## RAW DATA

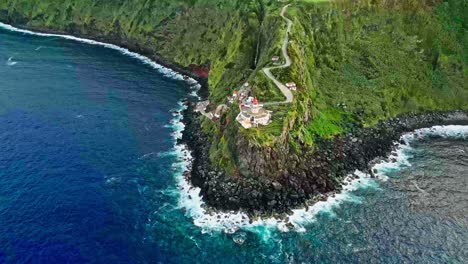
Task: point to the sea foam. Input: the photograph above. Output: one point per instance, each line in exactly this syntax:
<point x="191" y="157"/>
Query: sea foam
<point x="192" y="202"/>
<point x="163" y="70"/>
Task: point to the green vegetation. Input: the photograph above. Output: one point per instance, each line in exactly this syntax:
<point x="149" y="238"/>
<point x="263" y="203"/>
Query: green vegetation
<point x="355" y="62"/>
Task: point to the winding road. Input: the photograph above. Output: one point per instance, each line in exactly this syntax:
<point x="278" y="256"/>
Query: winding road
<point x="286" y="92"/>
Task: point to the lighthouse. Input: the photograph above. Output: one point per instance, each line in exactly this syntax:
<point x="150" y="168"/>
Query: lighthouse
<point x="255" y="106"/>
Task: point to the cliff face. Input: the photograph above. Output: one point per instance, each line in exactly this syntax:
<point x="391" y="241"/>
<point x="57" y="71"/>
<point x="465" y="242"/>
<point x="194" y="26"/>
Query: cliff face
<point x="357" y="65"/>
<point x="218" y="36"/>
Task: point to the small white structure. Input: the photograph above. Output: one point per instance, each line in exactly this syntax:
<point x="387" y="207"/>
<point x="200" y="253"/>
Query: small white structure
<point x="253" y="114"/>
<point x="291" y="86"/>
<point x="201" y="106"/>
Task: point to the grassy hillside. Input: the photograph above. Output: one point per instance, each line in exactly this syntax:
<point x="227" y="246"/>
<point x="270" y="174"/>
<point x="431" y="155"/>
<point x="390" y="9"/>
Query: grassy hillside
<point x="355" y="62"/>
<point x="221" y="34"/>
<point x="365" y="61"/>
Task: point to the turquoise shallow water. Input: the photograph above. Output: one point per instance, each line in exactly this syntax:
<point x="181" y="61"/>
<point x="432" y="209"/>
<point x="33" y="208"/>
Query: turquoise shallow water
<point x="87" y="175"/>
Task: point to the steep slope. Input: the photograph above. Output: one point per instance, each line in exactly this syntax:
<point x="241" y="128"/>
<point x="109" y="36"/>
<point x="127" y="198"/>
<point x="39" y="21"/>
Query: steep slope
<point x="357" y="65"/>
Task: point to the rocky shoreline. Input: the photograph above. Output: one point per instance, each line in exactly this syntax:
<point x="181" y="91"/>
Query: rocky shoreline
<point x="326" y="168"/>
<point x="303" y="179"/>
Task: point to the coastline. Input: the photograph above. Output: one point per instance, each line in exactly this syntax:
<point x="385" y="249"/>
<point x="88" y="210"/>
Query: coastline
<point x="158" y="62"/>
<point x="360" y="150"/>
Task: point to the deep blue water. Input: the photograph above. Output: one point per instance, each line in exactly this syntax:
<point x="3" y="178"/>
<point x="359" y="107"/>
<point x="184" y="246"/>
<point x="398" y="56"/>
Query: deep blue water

* * *

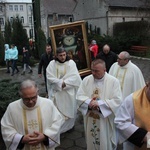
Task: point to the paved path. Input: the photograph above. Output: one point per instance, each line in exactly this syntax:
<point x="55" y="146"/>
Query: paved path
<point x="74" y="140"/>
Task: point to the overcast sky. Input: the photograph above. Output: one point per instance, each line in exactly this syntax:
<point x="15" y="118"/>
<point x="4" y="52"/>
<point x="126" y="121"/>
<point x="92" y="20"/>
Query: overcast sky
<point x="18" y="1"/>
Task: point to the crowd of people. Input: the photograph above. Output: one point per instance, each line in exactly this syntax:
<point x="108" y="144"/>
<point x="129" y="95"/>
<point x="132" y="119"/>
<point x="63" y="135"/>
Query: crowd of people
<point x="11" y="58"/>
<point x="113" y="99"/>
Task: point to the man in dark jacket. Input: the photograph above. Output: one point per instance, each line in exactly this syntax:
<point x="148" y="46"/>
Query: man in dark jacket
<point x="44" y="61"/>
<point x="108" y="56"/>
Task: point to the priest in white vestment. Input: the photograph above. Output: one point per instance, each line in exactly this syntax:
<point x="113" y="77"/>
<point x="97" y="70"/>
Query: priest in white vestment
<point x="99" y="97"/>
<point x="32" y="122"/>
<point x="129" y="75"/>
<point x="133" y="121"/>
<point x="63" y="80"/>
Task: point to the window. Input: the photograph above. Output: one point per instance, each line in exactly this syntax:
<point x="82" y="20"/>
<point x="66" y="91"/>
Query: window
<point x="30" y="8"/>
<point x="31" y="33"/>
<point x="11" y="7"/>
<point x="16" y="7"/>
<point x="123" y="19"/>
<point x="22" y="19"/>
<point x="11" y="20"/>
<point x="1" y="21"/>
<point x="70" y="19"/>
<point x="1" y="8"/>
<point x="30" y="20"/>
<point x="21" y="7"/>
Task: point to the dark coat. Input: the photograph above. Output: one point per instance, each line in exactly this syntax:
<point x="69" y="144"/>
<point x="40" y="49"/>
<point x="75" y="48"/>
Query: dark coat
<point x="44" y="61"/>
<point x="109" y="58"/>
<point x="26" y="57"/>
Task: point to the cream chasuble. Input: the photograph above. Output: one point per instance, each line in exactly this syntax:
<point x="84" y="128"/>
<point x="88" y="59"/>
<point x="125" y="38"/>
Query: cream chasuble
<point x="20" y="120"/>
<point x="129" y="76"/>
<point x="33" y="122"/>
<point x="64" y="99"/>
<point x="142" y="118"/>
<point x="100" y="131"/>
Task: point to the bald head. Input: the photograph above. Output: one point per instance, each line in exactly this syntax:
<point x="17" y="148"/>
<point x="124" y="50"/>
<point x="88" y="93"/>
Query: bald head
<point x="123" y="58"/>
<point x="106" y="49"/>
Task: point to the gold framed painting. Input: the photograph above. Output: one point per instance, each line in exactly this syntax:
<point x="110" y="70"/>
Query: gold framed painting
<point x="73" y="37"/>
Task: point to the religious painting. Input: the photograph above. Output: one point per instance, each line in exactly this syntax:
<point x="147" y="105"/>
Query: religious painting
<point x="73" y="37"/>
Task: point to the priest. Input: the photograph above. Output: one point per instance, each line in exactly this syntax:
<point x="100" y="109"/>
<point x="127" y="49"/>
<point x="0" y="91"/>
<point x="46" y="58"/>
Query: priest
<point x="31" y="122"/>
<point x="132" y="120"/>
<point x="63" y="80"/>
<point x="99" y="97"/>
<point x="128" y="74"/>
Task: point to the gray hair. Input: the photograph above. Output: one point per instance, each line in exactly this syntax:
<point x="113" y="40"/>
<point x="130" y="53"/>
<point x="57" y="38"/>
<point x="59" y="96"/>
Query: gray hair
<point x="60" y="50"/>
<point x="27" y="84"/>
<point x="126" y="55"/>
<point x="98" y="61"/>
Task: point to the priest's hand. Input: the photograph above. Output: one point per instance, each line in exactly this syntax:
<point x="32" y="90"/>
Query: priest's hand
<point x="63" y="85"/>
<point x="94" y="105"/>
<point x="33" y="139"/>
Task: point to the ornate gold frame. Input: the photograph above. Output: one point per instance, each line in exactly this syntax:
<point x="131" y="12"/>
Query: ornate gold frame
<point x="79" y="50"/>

## THE TASK
Among the lines above, count those that hold the word "blue" and give only the count.

## OUTPUT OF THE TASK
2